Rewrite the lines below, substituting "damp sand" for every occurrence of "wet sand" and leaving everything else unchanged.

>> Start Material for this task

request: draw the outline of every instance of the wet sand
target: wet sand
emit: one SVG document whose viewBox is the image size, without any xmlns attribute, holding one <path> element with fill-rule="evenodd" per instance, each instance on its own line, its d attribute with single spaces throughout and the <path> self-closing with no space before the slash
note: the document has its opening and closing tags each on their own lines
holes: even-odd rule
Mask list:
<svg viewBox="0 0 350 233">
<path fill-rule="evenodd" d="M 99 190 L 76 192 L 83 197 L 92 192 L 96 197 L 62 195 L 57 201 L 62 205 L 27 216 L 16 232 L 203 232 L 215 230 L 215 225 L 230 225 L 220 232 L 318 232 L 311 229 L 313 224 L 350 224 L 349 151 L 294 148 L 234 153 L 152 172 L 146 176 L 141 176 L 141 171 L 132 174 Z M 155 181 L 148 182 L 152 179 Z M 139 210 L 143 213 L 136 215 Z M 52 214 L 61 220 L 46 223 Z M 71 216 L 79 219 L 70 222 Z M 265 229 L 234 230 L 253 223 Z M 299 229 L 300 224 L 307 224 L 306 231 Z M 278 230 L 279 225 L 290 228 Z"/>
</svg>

>> End Material for this task

▶ Exercise solution
request: draw the outline of every instance of the damp sand
target: damp sand
emit: one SVG document whose viewBox is the image size, without any xmlns attribute, holding one <path> element with fill-rule="evenodd" per instance, each instance on its own line, its d attribute with single spaces throughout and the <path> self-closing with no space before the slash
note: the document has its opening and closing tags each on their own lines
holes: even-odd rule
Mask list:
<svg viewBox="0 0 350 233">
<path fill-rule="evenodd" d="M 99 190 L 76 192 L 83 197 L 92 192 L 96 197 L 62 195 L 57 201 L 62 205 L 27 216 L 16 232 L 203 232 L 215 230 L 215 225 L 230 225 L 220 232 L 318 232 L 311 229 L 313 224 L 350 224 L 349 151 L 294 148 L 234 153 L 152 172 L 146 176 L 141 176 L 141 171 L 132 174 Z M 155 181 L 148 182 L 152 179 Z M 139 210 L 143 213 L 136 215 Z M 52 214 L 61 220 L 46 223 Z M 71 216 L 79 219 L 70 222 Z M 265 229 L 234 230 L 253 223 Z M 299 229 L 300 224 L 307 224 L 306 231 Z M 278 230 L 279 225 L 290 228 Z"/>
</svg>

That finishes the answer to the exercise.